▸ Task: Lines with the word "each" in them are the ones to copy from the records.

▸ Data excerpts:
────
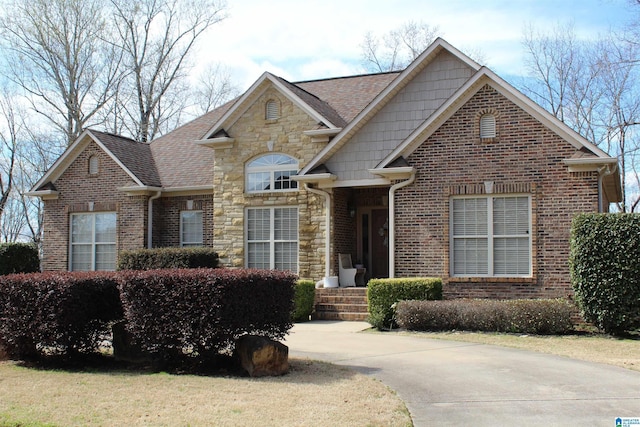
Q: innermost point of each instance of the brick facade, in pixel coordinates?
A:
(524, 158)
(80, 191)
────
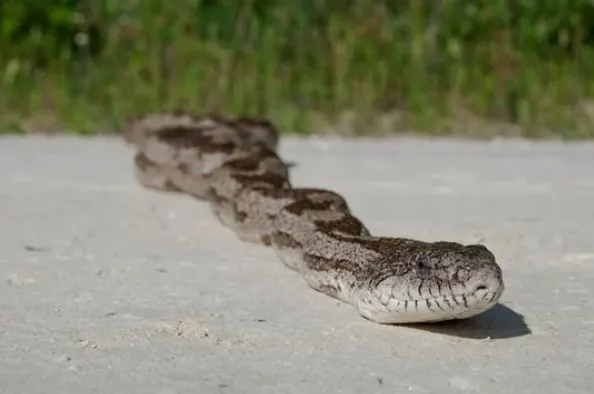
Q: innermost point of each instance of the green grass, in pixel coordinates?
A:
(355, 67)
────
▸ Answer to the problem:
Q: innermost point of each instance of the brick facade, in pixel coordinates?
Q: innermost point of each instance of the green grass, in pixel coordinates?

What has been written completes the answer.